> [PROBLEM STATEMENT]:
Repeat every record exactly as written.

> [DATASET EXTRACT]:
================================
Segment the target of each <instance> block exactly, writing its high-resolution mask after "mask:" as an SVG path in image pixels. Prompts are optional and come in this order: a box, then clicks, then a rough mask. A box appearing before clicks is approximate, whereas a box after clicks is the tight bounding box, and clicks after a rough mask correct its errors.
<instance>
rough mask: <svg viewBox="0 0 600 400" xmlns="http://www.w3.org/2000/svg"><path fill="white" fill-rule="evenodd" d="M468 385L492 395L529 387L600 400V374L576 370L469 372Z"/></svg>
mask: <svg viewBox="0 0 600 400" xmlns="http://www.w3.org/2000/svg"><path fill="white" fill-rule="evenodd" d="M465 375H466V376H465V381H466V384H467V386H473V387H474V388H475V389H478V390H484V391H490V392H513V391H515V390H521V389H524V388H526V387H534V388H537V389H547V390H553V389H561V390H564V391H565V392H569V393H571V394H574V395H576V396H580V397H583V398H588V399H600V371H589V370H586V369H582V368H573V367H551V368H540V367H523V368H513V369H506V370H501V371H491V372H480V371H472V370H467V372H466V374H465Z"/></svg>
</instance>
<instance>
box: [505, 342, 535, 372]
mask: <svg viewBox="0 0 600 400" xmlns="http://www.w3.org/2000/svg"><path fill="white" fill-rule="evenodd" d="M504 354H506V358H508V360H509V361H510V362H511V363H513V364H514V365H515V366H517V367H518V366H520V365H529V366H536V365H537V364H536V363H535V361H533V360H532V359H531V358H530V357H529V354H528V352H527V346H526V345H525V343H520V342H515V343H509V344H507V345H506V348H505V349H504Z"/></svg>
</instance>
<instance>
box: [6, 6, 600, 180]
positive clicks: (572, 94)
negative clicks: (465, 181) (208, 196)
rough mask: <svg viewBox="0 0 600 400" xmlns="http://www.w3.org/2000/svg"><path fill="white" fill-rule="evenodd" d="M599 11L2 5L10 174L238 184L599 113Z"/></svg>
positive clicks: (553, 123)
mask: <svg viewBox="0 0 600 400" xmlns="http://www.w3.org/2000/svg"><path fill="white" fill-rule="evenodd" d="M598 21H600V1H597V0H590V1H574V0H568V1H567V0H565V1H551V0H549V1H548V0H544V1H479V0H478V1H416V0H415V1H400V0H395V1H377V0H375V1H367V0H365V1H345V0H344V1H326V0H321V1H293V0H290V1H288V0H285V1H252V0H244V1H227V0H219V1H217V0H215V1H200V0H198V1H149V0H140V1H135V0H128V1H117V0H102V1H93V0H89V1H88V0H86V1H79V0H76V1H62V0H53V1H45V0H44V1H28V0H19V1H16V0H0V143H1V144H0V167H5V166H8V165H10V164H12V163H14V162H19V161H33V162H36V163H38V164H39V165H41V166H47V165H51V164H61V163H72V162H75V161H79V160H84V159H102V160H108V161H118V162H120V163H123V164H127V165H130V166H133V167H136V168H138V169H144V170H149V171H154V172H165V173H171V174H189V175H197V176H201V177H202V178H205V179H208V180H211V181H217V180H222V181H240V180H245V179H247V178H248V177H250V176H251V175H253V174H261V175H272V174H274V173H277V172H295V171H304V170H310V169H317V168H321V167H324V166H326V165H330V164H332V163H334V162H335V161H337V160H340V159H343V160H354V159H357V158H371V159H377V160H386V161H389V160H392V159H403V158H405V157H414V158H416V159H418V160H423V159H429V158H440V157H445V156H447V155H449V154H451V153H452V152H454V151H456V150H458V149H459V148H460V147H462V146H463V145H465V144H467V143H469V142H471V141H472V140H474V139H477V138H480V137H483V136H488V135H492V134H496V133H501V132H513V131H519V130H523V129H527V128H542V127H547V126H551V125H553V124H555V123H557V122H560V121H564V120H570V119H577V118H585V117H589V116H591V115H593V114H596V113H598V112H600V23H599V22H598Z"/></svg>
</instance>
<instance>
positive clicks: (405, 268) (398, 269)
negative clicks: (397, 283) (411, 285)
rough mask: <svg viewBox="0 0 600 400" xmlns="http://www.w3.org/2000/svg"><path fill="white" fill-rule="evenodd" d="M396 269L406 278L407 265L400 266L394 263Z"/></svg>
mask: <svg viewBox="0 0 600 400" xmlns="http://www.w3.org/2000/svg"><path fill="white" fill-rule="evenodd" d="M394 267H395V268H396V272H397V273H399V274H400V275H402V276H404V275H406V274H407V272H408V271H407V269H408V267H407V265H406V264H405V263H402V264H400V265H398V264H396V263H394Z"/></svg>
================================
> [OUTPUT FOR THIS TASK]:
Segment the target of each <instance> block exactly, writing its high-resolution mask after "mask:" as an SVG path in image pixels. Prompts are optional and come in this order: a box, then clicks, then a rough mask. A box appearing before clicks is approximate, whereas a box after clicks is the tight bounding box, and clicks after a rough mask correct its errors.
<instance>
rough mask: <svg viewBox="0 0 600 400" xmlns="http://www.w3.org/2000/svg"><path fill="white" fill-rule="evenodd" d="M468 385L492 395L529 387L600 400V374L576 370L469 372Z"/></svg>
mask: <svg viewBox="0 0 600 400" xmlns="http://www.w3.org/2000/svg"><path fill="white" fill-rule="evenodd" d="M465 375H466V376H465V381H466V384H467V386H473V387H474V388H475V389H478V390H484V391H490V392H513V391H515V390H521V389H524V388H526V387H534V388H537V389H547V390H553V389H561V390H564V391H565V392H569V393H571V394H574V395H576V396H580V397H583V398H588V399H600V371H589V370H586V369H582V368H573V367H551V368H540V367H523V368H513V369H506V370H501V371H491V372H480V371H472V370H467V372H466V374H465Z"/></svg>
</instance>
<instance>
box: [505, 342, 535, 372]
mask: <svg viewBox="0 0 600 400" xmlns="http://www.w3.org/2000/svg"><path fill="white" fill-rule="evenodd" d="M504 354H506V358H508V360H509V361H510V362H511V363H513V364H514V365H515V366H517V367H518V366H520V365H529V366H536V365H537V364H536V363H535V361H533V360H532V359H531V358H530V357H529V354H528V352H527V346H526V345H525V343H520V342H515V343H509V344H507V345H506V348H505V349H504Z"/></svg>
</instance>
<instance>
box: [6, 6, 600, 180]
positive clicks: (572, 94)
negative clicks: (465, 181) (208, 196)
rough mask: <svg viewBox="0 0 600 400" xmlns="http://www.w3.org/2000/svg"><path fill="white" fill-rule="evenodd" d="M599 11L2 5L10 174L238 184L599 113Z"/></svg>
positive clicks: (553, 123)
mask: <svg viewBox="0 0 600 400" xmlns="http://www.w3.org/2000/svg"><path fill="white" fill-rule="evenodd" d="M598 21H600V1H597V0H590V1H574V0H568V1H567V0H565V1H551V0H549V1H548V0H544V1H479V0H478V1H416V0H415V1H400V0H395V1H377V0H375V1H367V0H365V1H345V0H344V1H326V0H321V1H293V0H290V1H288V0H285V1H252V0H244V1H227V0H219V1H217V0H215V1H200V0H198V1H149V0H140V1H135V0H128V1H117V0H102V1H93V0H89V1H88V0H86V1H79V0H76V1H62V0H53V1H45V0H44V1H28V0H19V1H16V0H0V143H1V144H0V167H5V166H8V165H10V164H12V163H14V162H19V161H33V162H36V163H38V164H39V165H41V166H47V165H51V164H61V163H72V162H75V161H79V160H84V159H102V160H108V161H118V162H120V163H123V164H127V165H130V166H133V167H136V168H138V169H144V170H149V171H154V172H165V173H171V174H189V175H197V176H201V177H202V178H205V179H208V180H211V181H217V180H222V181H240V180H245V179H247V178H248V177H250V176H251V175H253V174H261V175H272V174H274V173H277V172H295V171H304V170H310V169H317V168H321V167H324V166H326V165H330V164H332V163H334V162H335V161H337V160H340V159H343V160H354V159H357V158H371V159H377V160H386V161H389V160H392V159H403V158H405V157H414V158H416V159H418V160H423V159H429V158H440V157H445V156H447V155H449V154H451V153H452V152H454V151H456V150H458V149H459V148H460V147H462V146H463V145H465V144H467V143H469V142H471V141H472V140H474V139H477V138H480V137H483V136H488V135H492V134H496V133H501V132H513V131H519V130H523V129H527V128H542V127H547V126H551V125H553V124H555V123H557V122H560V121H564V120H570V119H577V118H585V117H589V116H591V115H593V114H596V113H598V112H600V23H599V22H598Z"/></svg>
</instance>
<instance>
positive clicks: (405, 268) (398, 269)
negative clicks: (397, 283) (411, 285)
rough mask: <svg viewBox="0 0 600 400" xmlns="http://www.w3.org/2000/svg"><path fill="white" fill-rule="evenodd" d="M396 269L406 278L407 265L400 266L394 263Z"/></svg>
mask: <svg viewBox="0 0 600 400" xmlns="http://www.w3.org/2000/svg"><path fill="white" fill-rule="evenodd" d="M394 267H395V268H396V272H397V273H399V274H400V275H402V276H404V275H406V274H407V272H408V271H407V269H408V267H407V265H406V264H405V263H402V264H400V265H398V264H396V263H394Z"/></svg>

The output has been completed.